Free-text object descriptions
──────────────────────────────

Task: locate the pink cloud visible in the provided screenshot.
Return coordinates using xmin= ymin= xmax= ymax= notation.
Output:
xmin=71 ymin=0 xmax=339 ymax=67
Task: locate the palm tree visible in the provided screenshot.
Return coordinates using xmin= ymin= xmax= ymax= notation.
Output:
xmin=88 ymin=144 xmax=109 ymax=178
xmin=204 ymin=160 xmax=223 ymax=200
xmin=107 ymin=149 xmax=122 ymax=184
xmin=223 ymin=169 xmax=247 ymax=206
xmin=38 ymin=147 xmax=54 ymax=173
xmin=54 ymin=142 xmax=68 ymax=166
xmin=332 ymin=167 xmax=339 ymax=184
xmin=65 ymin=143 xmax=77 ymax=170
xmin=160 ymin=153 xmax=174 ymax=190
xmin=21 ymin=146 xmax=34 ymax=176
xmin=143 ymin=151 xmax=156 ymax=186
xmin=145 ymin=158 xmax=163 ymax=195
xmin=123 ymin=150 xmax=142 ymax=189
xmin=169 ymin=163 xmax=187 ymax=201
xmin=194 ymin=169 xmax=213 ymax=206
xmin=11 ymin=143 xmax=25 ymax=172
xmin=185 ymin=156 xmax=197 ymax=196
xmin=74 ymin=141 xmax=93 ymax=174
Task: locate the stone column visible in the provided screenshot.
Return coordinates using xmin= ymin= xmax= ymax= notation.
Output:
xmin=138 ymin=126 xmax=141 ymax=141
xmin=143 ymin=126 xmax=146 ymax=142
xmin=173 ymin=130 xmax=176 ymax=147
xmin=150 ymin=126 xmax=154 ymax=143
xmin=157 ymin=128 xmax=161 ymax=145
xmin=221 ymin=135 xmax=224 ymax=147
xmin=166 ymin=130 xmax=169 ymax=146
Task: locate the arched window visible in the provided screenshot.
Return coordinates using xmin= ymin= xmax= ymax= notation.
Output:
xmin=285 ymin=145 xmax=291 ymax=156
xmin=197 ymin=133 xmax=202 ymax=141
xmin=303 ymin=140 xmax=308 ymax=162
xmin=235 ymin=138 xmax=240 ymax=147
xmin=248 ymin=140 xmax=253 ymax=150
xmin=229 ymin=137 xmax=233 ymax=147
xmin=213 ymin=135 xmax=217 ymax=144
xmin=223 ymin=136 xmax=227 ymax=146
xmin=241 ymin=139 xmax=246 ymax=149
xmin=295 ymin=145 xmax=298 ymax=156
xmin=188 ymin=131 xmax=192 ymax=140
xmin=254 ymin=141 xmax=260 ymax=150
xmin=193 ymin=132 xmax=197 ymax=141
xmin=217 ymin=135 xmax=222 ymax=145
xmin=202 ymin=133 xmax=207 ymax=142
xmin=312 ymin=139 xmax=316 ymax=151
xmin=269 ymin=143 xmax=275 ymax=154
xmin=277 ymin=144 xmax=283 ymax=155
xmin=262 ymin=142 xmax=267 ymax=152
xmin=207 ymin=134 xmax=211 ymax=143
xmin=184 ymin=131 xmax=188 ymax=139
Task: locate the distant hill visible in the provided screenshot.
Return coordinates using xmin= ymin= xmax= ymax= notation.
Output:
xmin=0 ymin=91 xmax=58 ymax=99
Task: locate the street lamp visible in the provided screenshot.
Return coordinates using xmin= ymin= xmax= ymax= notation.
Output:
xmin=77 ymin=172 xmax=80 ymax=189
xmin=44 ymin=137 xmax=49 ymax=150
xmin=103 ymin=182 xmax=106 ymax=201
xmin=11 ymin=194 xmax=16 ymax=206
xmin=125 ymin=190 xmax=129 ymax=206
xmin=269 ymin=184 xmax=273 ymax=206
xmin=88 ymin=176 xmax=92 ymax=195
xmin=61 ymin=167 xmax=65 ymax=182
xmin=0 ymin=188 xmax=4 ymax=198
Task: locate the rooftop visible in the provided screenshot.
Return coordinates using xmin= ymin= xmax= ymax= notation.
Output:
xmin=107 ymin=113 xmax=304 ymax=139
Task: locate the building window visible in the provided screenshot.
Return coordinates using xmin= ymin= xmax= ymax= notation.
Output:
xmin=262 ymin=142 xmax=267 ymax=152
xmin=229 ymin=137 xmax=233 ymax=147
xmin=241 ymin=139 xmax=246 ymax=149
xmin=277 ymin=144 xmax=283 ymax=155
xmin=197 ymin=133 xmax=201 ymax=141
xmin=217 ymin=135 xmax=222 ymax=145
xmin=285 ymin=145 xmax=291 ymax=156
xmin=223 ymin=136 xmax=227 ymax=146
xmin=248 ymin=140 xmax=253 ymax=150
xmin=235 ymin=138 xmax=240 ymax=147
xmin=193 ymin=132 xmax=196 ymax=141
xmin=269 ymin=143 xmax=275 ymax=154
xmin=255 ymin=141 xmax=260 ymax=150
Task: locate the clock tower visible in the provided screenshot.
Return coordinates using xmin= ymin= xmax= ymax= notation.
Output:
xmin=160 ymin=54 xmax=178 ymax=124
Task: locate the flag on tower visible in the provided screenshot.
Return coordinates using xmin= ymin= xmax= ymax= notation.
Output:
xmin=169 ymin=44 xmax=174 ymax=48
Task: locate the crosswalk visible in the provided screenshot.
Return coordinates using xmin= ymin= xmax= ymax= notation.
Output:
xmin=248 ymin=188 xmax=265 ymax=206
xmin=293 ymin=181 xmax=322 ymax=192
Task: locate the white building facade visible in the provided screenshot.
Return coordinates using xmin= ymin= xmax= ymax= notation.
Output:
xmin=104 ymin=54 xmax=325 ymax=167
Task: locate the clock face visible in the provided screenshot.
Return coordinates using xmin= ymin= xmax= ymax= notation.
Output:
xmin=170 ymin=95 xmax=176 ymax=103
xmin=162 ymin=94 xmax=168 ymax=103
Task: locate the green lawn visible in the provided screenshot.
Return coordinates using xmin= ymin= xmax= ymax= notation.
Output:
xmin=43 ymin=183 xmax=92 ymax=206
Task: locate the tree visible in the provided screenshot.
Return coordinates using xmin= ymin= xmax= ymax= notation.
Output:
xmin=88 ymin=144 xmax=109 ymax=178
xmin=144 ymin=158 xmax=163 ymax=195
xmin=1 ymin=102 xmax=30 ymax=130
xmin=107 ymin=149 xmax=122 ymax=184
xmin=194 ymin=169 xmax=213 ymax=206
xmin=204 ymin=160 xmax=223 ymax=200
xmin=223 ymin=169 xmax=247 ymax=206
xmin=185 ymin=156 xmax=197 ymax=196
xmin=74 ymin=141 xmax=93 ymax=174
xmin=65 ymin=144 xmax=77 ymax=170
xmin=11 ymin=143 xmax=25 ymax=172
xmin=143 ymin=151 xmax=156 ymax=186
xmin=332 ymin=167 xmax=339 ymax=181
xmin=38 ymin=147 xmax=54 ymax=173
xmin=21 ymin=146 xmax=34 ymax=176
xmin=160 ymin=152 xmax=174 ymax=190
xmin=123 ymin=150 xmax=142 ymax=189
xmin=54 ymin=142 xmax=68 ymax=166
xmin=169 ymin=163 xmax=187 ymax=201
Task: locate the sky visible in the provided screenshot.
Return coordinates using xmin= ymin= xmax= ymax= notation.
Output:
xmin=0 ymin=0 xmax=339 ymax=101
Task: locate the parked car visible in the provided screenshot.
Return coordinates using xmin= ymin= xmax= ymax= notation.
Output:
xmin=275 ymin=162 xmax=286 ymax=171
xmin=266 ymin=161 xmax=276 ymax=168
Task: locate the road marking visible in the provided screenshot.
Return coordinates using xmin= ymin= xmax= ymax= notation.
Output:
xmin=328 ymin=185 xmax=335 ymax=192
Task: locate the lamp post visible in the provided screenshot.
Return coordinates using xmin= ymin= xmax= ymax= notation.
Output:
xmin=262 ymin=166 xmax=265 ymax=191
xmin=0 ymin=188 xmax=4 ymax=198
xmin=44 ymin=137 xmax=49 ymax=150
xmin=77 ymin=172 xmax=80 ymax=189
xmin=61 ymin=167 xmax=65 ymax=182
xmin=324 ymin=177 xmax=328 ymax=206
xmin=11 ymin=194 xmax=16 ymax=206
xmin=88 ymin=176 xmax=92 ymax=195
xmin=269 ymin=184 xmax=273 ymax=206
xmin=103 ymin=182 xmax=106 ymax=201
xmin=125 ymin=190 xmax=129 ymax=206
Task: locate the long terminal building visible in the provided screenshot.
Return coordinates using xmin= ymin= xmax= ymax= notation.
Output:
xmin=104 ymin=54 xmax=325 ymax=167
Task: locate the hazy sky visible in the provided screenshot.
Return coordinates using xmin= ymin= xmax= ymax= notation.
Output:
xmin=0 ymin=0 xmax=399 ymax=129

──────────────────────────────

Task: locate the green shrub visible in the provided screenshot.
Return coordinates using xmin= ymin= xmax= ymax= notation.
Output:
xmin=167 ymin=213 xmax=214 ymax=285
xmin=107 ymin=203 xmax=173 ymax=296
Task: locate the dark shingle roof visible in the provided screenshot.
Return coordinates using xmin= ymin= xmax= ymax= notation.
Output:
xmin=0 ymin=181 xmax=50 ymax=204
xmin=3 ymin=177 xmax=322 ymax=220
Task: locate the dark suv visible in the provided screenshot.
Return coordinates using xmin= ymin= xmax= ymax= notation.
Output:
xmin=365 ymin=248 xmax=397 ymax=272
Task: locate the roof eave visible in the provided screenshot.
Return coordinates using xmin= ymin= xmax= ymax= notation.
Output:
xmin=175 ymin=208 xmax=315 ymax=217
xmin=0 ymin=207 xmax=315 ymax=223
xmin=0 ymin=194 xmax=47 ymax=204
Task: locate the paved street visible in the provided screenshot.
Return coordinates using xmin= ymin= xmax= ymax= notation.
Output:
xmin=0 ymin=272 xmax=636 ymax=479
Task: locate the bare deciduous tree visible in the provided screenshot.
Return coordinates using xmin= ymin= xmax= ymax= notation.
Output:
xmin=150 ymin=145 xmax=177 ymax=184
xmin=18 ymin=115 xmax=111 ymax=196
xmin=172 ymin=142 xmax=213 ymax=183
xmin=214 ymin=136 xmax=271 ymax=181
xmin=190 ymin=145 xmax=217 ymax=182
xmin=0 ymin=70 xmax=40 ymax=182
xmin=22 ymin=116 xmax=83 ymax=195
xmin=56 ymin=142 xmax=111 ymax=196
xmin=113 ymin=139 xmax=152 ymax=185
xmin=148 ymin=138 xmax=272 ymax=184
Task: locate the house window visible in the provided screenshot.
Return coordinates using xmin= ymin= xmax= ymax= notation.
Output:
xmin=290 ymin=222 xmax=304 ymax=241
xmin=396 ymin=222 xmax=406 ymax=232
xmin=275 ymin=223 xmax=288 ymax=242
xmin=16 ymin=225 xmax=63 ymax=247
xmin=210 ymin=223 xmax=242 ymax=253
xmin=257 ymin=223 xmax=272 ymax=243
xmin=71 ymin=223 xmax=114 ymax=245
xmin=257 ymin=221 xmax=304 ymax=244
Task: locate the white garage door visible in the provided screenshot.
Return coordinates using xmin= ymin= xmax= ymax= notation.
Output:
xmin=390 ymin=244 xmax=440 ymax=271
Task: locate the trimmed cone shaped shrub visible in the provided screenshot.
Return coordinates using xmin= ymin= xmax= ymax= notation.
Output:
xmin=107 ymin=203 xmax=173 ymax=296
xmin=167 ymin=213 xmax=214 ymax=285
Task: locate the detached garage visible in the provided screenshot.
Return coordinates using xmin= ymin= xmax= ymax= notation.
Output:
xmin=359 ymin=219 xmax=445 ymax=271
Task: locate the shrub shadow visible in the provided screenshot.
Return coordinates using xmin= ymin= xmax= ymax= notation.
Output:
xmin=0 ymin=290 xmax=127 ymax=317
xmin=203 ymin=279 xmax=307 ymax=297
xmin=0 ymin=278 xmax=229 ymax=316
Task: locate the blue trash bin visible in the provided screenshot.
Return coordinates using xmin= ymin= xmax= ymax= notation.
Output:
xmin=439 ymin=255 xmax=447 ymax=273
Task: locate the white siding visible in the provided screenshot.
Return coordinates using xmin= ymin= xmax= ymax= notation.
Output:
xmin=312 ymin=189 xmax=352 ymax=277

──────────────────────────────

EXERCISE: When a line contains the string "dark", count that line; once every line of the records has been checked, state the count alone.

ANSWER BOX: 2